Referring expression grounding data
*** Begin section ***
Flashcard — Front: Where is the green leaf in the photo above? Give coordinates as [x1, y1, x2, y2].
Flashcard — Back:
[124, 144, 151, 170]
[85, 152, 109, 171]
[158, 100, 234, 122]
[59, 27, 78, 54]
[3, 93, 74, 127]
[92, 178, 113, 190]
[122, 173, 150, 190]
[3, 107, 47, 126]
*** End section ***
▶ **Your instructions**
Write out the data once more, word for word.

▶ **Solution for this exercise**
Flashcard — Front: Where is the green leaf in the photo above? Give coordinates as [x1, y1, x2, y2].
Flashcard — Back:
[124, 144, 151, 170]
[85, 152, 109, 171]
[158, 100, 234, 122]
[59, 27, 78, 54]
[3, 93, 74, 127]
[92, 178, 113, 190]
[122, 173, 150, 190]
[3, 107, 47, 126]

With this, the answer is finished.